Source text:
My question is can I use Direct Export, but Biblioscape stops at the 'Import References' window to let me choose different filters?

Thank you very much !

That is possible. But not

That is possible. But not the best solution. Biblioscape import filter supports regular expression. I know RIS format is loosely defined. It could be slightly different from different source. I think it is possible to create an import filter that fits all. You can post a few records to show the problem, I will try to modify the import filter to make it work for different cases.

Hi, Paul, Thank you for your

Hi, Paul,
Thank you for your willingness to solve this problem. I will try to describe the problem clearly below, although it might be a little long :-O

The inconsistance of the ris format across different publishers in my field (Physics) can be shown roughly in these two areas:
1. The endpage, and
2. the doi information.

===============================================================
Problem #1: how to indicate endpage, situation is

type A: there is no endpage, standard engpage tag 'EP - ' is used for number of pages
type B: an unconventional tag 'LP - ' is used, 'EP - ' tag does not appear
type C: normal tag 'EP - '

Example: (only the relevent part is shown)
type A:
SP - 212301
EP - 4

type B:
SP - 8434
LP - 8439

type C:
SP - 4835
EP - 4837

So the problem is, I can setup rule in the general import filter like:
endpage = LP..-.^[+]^EP..-.
to catch type B and C, but then type A will incorrectly put the information of number of pages into endpage field.

But there is hope. For type A, their SP field always has 6 digits, but type B and C at most have 5 digits in their SP field.
So the logic needed here is: (borrowing C++ language-like notation)

if ( length(SP) == 6 ) { // captures type A
misc = EP // record number of pages information to some misc field
}
else { // type B and C
endpage = LP..-.^[+]^EP..-.
}

I am not sure whether this kind of logic can be expressed by Regular Expression.

===================================================
Problem 2: how to get doi information

type A: no doi field, doi info can be extracted from 'ER - ' tag
by getting rid of the prefix "http://dx.doi.org/"

[Named region outline records]

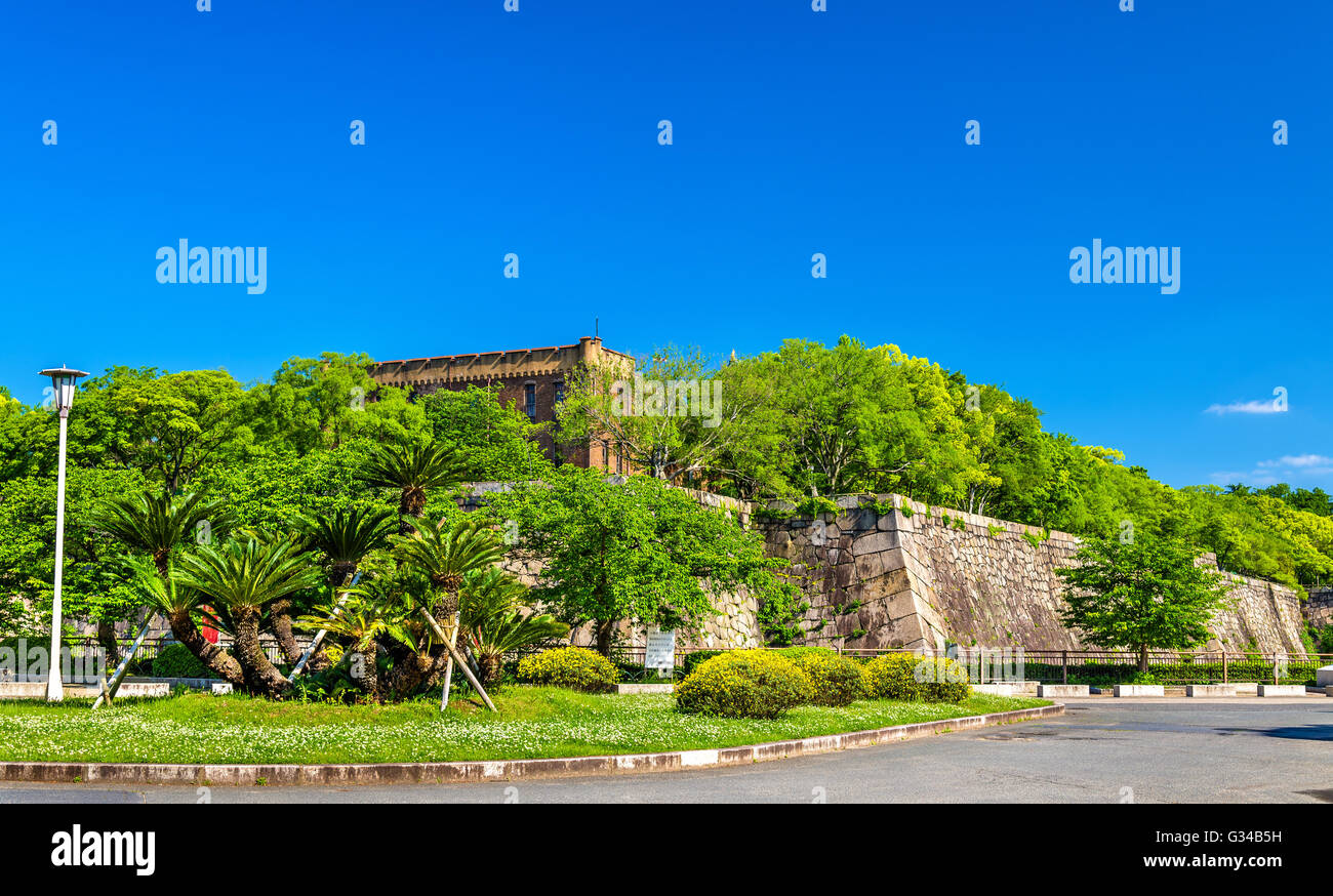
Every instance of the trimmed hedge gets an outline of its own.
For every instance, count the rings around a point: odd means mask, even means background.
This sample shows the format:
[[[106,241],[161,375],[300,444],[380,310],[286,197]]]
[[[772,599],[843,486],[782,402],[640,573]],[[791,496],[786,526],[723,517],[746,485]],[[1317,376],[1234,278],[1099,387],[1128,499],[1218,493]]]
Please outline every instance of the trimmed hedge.
[[[870,695],[880,700],[920,700],[922,688],[913,675],[916,664],[912,653],[882,653],[866,663]]]
[[[816,705],[845,707],[870,696],[865,667],[850,657],[826,648],[806,648],[792,663],[810,680],[810,703]]]
[[[217,677],[184,644],[168,644],[157,652],[157,656],[153,657],[153,676],[159,679]]]
[[[575,691],[611,691],[620,669],[601,653],[583,647],[556,647],[519,661],[519,680]]]
[[[729,651],[676,685],[676,709],[732,719],[777,719],[813,697],[810,680],[772,651]]]
[[[968,668],[944,657],[884,653],[865,667],[870,693],[881,700],[962,703],[972,693]]]
[[[681,675],[689,677],[694,673],[694,669],[708,663],[714,656],[721,656],[726,651],[693,651],[685,655],[685,661],[680,664]]]

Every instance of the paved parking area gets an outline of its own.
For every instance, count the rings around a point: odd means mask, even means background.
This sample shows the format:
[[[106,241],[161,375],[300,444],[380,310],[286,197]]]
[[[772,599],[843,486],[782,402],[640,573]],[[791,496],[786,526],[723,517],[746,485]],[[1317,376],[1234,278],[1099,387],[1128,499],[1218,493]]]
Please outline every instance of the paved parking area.
[[[745,768],[355,788],[0,784],[0,803],[1333,803],[1333,699],[1066,701],[1061,717]]]

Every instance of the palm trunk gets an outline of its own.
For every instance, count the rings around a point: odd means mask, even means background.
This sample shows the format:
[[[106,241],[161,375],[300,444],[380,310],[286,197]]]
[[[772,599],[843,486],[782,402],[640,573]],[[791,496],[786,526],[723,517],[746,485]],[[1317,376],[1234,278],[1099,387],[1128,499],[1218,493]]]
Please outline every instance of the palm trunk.
[[[120,664],[120,647],[116,644],[115,623],[97,621],[97,645],[107,652],[107,668],[116,668]]]
[[[287,597],[280,597],[269,605],[268,611],[268,624],[273,629],[273,637],[277,639],[279,647],[283,648],[283,656],[292,665],[296,665],[301,659],[301,645],[296,643],[296,635],[292,633],[292,601]]]
[[[253,693],[275,697],[292,687],[283,673],[268,661],[259,640],[259,607],[236,607],[236,659],[245,675],[245,687]]]
[[[611,640],[616,636],[616,620],[597,623],[597,652],[611,656]]]
[[[171,624],[176,640],[184,644],[185,649],[193,653],[195,659],[207,665],[211,672],[235,685],[245,684],[241,664],[231,653],[204,637],[204,633],[195,625],[195,620],[189,617],[188,609],[169,613],[167,621]]]
[[[399,499],[399,535],[412,535],[416,529],[408,523],[407,517],[415,516],[421,519],[425,516],[425,489],[420,485],[409,485],[403,489],[403,495]]]
[[[477,656],[477,661],[481,665],[481,684],[488,688],[500,680],[500,655],[499,653],[481,653]]]
[[[380,693],[380,671],[375,665],[376,644],[371,641],[371,647],[364,651],[352,652],[352,677],[365,688],[365,693],[375,703],[383,701],[383,695]],[[360,668],[357,668],[360,667]]]

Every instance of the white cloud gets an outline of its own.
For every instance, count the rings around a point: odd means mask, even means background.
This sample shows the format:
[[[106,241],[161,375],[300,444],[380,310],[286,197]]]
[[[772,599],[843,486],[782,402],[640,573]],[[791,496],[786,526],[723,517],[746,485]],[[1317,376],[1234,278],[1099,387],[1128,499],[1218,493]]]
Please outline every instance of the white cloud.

Given instruction 1:
Reproduce the passage of the RIS import thread from "My question is" to "very much !".
Given instruction 2:
According to the RIS import thread, how many digits does the SP field always have for type A records?
Given instruction 3:
Write the next part of the RIS import thread, starting after its final line.

Task response 1:
My question is can I use Direct Export, but Biblioscape stops at the 'Import References' window to let me choose different filters?

Thank you very much !

Task response 2:
Six digits.

Task response 3:
ex:
ER - http://dx.doi.org/10.1103/PhysRevB.78.212301

type B: doi in tag 'ID - '
ex:
ID - 10.1103/PhysRevB.46.8434

type C: no doi info, but has an irrelevent 'ID - ' tag
ex:
ID - 0295-5075-86-3-37002

type D: doi in tags 'N1 - ' and 'M3 - '
ex:
N1 - 10.1038/nature07816
M3 - 10.1038/nature07816

type E: doi in tag 'N1 - ', but extra info is present in data
ex:
N1 - doi: 10.1021/nl034196n

type F: doi in tag 'M3 - ', with extra info
ex:
M3 - doi: DOI: 10.1016/S0379-6779(98)00278-1

In summary, doi could be in tags: ER, ID, N1, and M3, could be also non-exist, but these tags might mean different thing in different ris files (like type C), or duplicated in two tags (type D), or some contamination is in the data field (type A, E, F)

Here, RegEx might be able to help.

=====================================================

I am not sure whether there is solution within current biblioscape setup. Even there is, it might be too hard and not worth doing it. Even without any solution, any thought on this is greatly appreciated.

P.S.
The reason I choose ris is that some site can only provide ris citation download (like nature.com), and seems this format is more common than enw (EndNote) file.

Here is an alternative question: can Biblioscape direct export handle different filetype, i.e., enw and ris? If so, I can write the generic ris filter for the sites that only offers ris download. This might be easier.

Almost solved

I have been reading the Biblioscape user guide and getting more practice of the regex, it turns out that the two problems I raised last weeks can both be solved with the help of regex and the "Replace or Remove" rules for a filter.

Here, I just want to record what has been done to solve the two problems. I also encountered another problem that by far I still couldn't solve, maybe someone can help?

1. problem was endpage. Some journal articles do not have endpage information, some use tag LP to indicate endpage, some use EP, even some others use EP to indicate how many pages does an article have.
Since we know if SP is in the form of 6 digits, then if there is an EP tag, it must means the how many pages. The solution is
1) let endpage be the match of "SP - ^[+]^EP - ^[+]^LP - "
2) in "Replace or Remove", choose endpage field, the match RE(\d{6} .*|\d{1,5} )RE for removal. This way, if SP is 6 digits, all of the endpage field matches, and there is nothing left for endpage; if SP is not, only the SP part of the endpage is matched, and the real endpage remains.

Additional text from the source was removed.